- **PROBLEM REQUIREMENTS**
Restate word for word the lines from the one containing "of the window" through the end of the listing below, with both ends included.
========================
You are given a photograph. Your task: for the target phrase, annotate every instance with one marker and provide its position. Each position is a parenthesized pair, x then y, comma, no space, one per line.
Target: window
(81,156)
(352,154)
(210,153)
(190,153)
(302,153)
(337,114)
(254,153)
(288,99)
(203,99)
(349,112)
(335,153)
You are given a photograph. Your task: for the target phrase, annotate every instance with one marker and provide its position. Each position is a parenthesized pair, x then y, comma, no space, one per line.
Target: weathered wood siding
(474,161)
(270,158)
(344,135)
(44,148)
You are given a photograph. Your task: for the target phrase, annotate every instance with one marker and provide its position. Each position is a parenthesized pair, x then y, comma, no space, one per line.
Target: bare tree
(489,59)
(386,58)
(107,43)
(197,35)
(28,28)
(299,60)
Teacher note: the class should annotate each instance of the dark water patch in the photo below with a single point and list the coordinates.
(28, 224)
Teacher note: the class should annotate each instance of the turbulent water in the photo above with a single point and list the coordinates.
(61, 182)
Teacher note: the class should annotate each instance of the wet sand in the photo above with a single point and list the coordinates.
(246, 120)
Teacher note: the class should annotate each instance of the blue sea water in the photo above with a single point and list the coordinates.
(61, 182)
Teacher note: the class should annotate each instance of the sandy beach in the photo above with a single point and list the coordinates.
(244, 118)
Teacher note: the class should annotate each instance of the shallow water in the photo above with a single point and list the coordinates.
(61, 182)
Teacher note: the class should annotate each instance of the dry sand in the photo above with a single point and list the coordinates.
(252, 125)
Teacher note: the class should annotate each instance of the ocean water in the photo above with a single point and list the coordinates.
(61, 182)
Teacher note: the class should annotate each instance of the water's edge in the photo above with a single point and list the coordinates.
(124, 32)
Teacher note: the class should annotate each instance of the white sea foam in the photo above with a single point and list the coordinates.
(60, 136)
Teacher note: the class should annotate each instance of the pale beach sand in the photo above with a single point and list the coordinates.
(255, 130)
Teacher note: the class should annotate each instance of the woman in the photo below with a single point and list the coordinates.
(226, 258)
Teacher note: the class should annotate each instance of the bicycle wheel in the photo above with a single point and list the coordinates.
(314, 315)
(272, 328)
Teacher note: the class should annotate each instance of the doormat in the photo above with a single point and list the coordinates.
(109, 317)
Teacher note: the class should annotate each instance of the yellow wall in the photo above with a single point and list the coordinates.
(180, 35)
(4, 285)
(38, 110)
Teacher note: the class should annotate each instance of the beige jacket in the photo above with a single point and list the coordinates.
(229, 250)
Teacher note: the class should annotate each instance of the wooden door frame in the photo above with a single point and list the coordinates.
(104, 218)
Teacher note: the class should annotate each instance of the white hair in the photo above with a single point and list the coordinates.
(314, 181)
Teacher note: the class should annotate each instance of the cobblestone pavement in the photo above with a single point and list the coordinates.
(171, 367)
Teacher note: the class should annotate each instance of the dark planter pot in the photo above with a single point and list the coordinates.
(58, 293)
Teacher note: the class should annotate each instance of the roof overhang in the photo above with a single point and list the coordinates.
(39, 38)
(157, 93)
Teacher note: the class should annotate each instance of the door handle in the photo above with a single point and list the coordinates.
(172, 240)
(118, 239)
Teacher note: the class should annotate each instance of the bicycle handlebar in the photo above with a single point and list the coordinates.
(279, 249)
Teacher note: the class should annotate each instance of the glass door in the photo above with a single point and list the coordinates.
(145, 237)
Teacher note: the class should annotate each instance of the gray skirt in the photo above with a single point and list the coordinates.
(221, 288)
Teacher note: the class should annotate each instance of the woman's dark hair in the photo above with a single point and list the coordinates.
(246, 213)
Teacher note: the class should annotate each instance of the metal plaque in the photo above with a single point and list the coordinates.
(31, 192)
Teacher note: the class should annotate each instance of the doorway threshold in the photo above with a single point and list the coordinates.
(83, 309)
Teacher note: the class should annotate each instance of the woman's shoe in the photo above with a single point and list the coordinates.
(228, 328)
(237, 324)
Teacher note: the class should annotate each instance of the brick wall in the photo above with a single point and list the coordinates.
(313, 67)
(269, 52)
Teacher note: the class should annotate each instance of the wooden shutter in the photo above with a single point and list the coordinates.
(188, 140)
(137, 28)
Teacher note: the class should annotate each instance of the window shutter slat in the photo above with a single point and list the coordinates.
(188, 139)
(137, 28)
========================
- **TASK OUTPUT**
Teacher note: the class should annotate each instance of the window shutter slat in the photo above with a single point and list the coordinates.
(188, 139)
(137, 28)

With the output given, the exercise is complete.